§ Tasks and exercises:
1. Rewrite the paragraph beginning "Simple synth lines accompany" from the Kaeck album review below as a shorter version or a list, keeping its main points.
2. In the Kaeck album review below, in which year was 'Het zwarte dictaat' released?
3. From the Kaeck album review below, extract the passage that begins at the words "And now we see" and stops after "achingly laboured riffing.", copying it word for word.

§ Extract provided:

###

Beats and yelling: Kaeck

Gruwelijk Onthaal
Out 18th September on Folter Records

It’s been ten years since Kaeck’s debut ‘Stormkult’. Where that album consolidated an austere reading of early second wave black metal into an aggressive, tight, yet atmospheric celebration of the genre, subsequent releases have – at least aesthetically – dramatically deviated from this foundation. 2021’s ‘Het zwarte dictaat’ leant into war metal trappings, bolstered by rich orchestration and longform riffing that gave the album an emergent cinematic, narrative quality despite the explicit minimalism.

And now we see the continuation of this idea on the latest offering, ‘Gruwelijk Onthaal’. The immediate impression calls to mind early Finnish material in the likes Belial, or Impaled Nazarene on Valium. The hyperactivity of war metal is forced to walk through treacle, as each blistering riff works itself out tortuously in gradualist, anxious developments, suggesting an implied power, restrained aggression, the dramatic import of which is far more effective for the fact that it remains implied, a latent threat not yet manifest. One can feel the muscles tense with the start of each track as it purports to hold back a tide of chaos lurking behind the achingly laboured riffing.

Simple synth lines accompany the majority of the chord progressions, adding a degree of obscurantist mysticism, supplementing the base nihilism spearheading the music. This works to connect this material to the world building aspirations of early black metal. Suggesting size and naïve wonder through a more convoluted, ambiguous web of implication rather than explicitly spelling it out for the listener. The final statement is always more than the sum of its parts.

Kaeck’s previous efforts were remarkably linear, offering direct but creative runs of dark, austere extreme metal. ‘Gruwelijk Onthaal’, by contrast, achieves a broader synthesis despite its short runtime. The early endeavours of Northern European black metal are bent back to their original grounding in minimalism. But far from this being a simple case of stripping the music back to its rudiments, a self-imposed creative limitation is seized upon as an opportunity to reacquaint this genre with its ability to convey size, scope, and mystery within its limited material confines. Just as chess creates a world of possibility through the very limitations it imposes on each piece, the borders Kaeck impose on themselves grants them access to expressive possibilities shut off to more excessively elaborate artists.

###

§ Data under study:
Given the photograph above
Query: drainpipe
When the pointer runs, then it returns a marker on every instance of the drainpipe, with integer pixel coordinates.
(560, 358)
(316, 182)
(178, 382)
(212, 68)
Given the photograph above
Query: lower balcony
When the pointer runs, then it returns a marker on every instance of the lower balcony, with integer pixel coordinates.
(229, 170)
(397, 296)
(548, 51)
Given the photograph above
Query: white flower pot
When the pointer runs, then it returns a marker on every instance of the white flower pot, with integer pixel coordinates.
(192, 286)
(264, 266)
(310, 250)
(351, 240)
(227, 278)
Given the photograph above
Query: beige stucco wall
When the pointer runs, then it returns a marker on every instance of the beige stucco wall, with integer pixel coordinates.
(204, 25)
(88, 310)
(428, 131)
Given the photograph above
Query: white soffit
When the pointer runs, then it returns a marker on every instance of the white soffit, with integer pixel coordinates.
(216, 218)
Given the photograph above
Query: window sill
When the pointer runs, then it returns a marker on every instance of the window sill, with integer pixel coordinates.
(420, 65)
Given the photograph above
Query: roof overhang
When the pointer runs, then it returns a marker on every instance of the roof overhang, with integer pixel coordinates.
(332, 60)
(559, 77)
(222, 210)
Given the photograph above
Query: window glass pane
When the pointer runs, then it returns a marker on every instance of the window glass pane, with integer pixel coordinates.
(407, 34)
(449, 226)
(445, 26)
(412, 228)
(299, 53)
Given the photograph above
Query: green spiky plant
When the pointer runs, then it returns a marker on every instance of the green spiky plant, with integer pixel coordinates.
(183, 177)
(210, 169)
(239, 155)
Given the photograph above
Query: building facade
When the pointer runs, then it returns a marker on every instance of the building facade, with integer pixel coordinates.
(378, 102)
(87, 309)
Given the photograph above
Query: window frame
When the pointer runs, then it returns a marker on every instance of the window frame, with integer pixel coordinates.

###

§ Solutions per task:
1.
- Simple synth lines accompany most of the chord progressions.
- They add obscurantist mysticism on top of the music's underlying nihilism.
- This links the material to the world-building aims of early black metal.
- Size and naïve wonder are suggested through an ambiguous web of implication rather than spelled out.
- The final statement is always more than the sum of its parts.

2. It was released in 2021.

3.
And now we see the continuation of this idea on the latest offering, ‘Gruwelijk Onthaal’. The immediate impression calls to mind early Finnish material in the likes Belial, or Impaled Nazarene on Valium. The hyperactivity of war metal is forced to walk through treacle, as each blistering riff works itself out tortuously in gradualist, anxious developments, suggesting an implied power, restrained aggression, the dramatic import of which is far more effective for the fact that it remains implied, a latent threat not yet manifest. One can feel the muscles tense with the start of each track as it purports to hold back a tide of chaos lurking behind the achingly laboured riffing.